Transcribe all of the material exactly.
◇ ◇ ◇ ◇ ◇ ◇ ◇
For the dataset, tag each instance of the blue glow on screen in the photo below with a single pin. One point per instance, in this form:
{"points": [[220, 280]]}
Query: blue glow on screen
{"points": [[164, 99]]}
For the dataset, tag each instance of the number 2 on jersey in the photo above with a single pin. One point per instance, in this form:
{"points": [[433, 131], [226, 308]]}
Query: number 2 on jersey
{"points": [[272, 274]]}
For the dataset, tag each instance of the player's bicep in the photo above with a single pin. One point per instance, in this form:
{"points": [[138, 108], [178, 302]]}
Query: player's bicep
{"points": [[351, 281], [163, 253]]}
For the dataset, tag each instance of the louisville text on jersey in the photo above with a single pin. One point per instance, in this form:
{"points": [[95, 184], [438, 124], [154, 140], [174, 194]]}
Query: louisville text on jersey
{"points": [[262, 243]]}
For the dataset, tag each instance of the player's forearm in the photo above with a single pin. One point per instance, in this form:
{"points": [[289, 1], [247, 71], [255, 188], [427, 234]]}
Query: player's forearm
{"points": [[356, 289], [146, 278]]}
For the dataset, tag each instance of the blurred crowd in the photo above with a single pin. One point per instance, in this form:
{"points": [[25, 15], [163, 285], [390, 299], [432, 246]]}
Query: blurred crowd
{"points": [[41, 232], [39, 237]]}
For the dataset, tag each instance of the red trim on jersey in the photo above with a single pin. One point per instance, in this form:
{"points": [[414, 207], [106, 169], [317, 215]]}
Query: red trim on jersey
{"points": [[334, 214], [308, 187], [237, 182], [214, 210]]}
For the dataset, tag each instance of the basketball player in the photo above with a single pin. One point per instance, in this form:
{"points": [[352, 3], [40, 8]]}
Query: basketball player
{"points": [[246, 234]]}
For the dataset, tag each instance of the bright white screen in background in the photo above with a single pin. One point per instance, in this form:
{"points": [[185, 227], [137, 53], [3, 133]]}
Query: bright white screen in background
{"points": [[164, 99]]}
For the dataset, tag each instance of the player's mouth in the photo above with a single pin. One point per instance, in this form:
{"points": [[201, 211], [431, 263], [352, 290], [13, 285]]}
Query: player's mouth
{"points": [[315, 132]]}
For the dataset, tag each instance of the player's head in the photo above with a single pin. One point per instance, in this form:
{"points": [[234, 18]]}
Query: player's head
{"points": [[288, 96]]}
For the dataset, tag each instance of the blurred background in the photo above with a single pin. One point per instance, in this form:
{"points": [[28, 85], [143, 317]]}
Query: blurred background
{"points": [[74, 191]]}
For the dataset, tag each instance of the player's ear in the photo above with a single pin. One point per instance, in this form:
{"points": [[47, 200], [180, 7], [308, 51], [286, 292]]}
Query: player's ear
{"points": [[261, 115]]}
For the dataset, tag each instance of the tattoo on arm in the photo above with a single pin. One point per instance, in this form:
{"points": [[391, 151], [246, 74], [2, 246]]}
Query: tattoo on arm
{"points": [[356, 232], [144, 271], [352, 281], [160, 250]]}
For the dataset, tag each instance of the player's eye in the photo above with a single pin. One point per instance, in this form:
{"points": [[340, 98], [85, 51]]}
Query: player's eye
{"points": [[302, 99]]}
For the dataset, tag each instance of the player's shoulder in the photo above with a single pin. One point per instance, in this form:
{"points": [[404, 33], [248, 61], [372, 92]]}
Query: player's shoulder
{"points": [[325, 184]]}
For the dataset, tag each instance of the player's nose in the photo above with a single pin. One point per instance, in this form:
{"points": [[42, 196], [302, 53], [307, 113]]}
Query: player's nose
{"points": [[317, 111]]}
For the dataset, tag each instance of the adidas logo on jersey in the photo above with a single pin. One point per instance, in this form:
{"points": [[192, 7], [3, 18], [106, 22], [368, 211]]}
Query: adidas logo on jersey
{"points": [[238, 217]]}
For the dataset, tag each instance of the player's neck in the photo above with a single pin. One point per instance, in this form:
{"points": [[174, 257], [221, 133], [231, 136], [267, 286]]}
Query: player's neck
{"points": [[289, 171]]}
◇ ◇ ◇ ◇ ◇ ◇ ◇
## Completed exercise
For the dataset, tag each instance of the blue glow on screen in the photo below with a single pin. One point per instance, in this form:
{"points": [[220, 280]]}
Query: blue glow on screen
{"points": [[164, 99]]}
For the dataset, tag each instance of the number 2 on jersey in the photo above with a single pin. One point per instance, in this form:
{"points": [[433, 131], [226, 308]]}
Query: number 2 on jersey
{"points": [[272, 274]]}
For the dataset, tag each instance of the player's bicep in the photo above with a single pin. One point per instance, in this form:
{"points": [[138, 108], [178, 302]]}
Query: player's bicep
{"points": [[351, 281], [163, 253]]}
For the dataset, tag each instance of the louisville text on jersey in the photo above with a single pin. One point per instance, in this form:
{"points": [[95, 184], [438, 124], [154, 140], [174, 194]]}
Query: louisville text on jersey
{"points": [[262, 243]]}
For the dataset, tag each instance of the player's forearm in the photo above with a single pin. One point per instance, in this form:
{"points": [[289, 1], [247, 71], [255, 188], [427, 234]]}
Query: player's forearm
{"points": [[356, 289], [146, 278]]}
For the dataset, tag each instance of the blurred crowd in the photo above with a single pin. One point per instance, in this form:
{"points": [[25, 15], [163, 285], [390, 299], [432, 246]]}
Query: blurred crowd
{"points": [[41, 232], [39, 237]]}
For the dataset, tag each instance of the red trim on jersey in the photo above with a single pin. One point per instance, in this form:
{"points": [[414, 207], [106, 169], [317, 215]]}
Query: red trim on jersey
{"points": [[334, 214], [308, 187], [237, 182], [214, 210]]}
For the dataset, tag each instance of the basketball player in the photo above with a single pin. One point per instance, in this form:
{"points": [[352, 3], [40, 8]]}
Query: basketball player
{"points": [[246, 234]]}
For the dataset, tag each instance of the bright white screen in background in the photo above with a single pin. One point per instance, in this form:
{"points": [[185, 227], [137, 53], [3, 133]]}
Query: bright white screen in background
{"points": [[164, 99]]}
For the dataset, tag each instance of the player's mouth in the photo above with a single pin. One point per instance, in this form:
{"points": [[201, 211], [431, 263], [352, 290], [13, 285]]}
Query: player's mouth
{"points": [[315, 132]]}
For the dataset, tag each instance of the player's head in the photo above with a single pin. One point per instance, in this form:
{"points": [[234, 18]]}
Query: player's head
{"points": [[288, 96]]}
For the dataset, tag each instance of the blurred background in the photo above with a single pin. One point per instance, in this form:
{"points": [[28, 85], [143, 317]]}
Query: blurred background
{"points": [[74, 191]]}
For the dataset, tag each instance of the player's ear in the photo above with a single pin. One point per instance, in this form:
{"points": [[47, 200], [180, 7], [308, 51], [286, 292]]}
Query: player's ear
{"points": [[261, 115]]}
For the dataset, tag each instance of the tattoo on arm in the photo above with a single pin. One point per instance, in this form:
{"points": [[391, 151], [246, 74], [2, 246]]}
Query: tattoo on arm
{"points": [[356, 232], [144, 271], [352, 281], [160, 250]]}
For the dataset, tag each instance of the player's eye in the photo above with a single pin. One point per instance, in this form:
{"points": [[340, 98], [85, 51]]}
Query: player's eye
{"points": [[302, 99]]}
For the dataset, tag each instance of the player's shoulder in the photo above with a single pin. One point per instance, in this form:
{"points": [[404, 33], [248, 61], [372, 92]]}
Query: player's shoulder
{"points": [[325, 184]]}
For the dataset, tag each instance of the player's nose in the photo above with a single pin. One point per instance, in this form:
{"points": [[42, 196], [302, 53], [307, 113]]}
Query: player's nose
{"points": [[317, 111]]}
For the dataset, tag each instance of the adidas logo on jersey in the photo above with a single pin. One point per instance, in this form:
{"points": [[192, 7], [3, 18], [106, 22], [368, 211]]}
Query: adidas logo on jersey
{"points": [[238, 217]]}
For the dataset, tag each instance of the player's neck in the photo above with a single pin. One point per instance, in this form:
{"points": [[174, 257], [221, 133], [231, 136], [267, 286]]}
Query: player's neck
{"points": [[289, 171]]}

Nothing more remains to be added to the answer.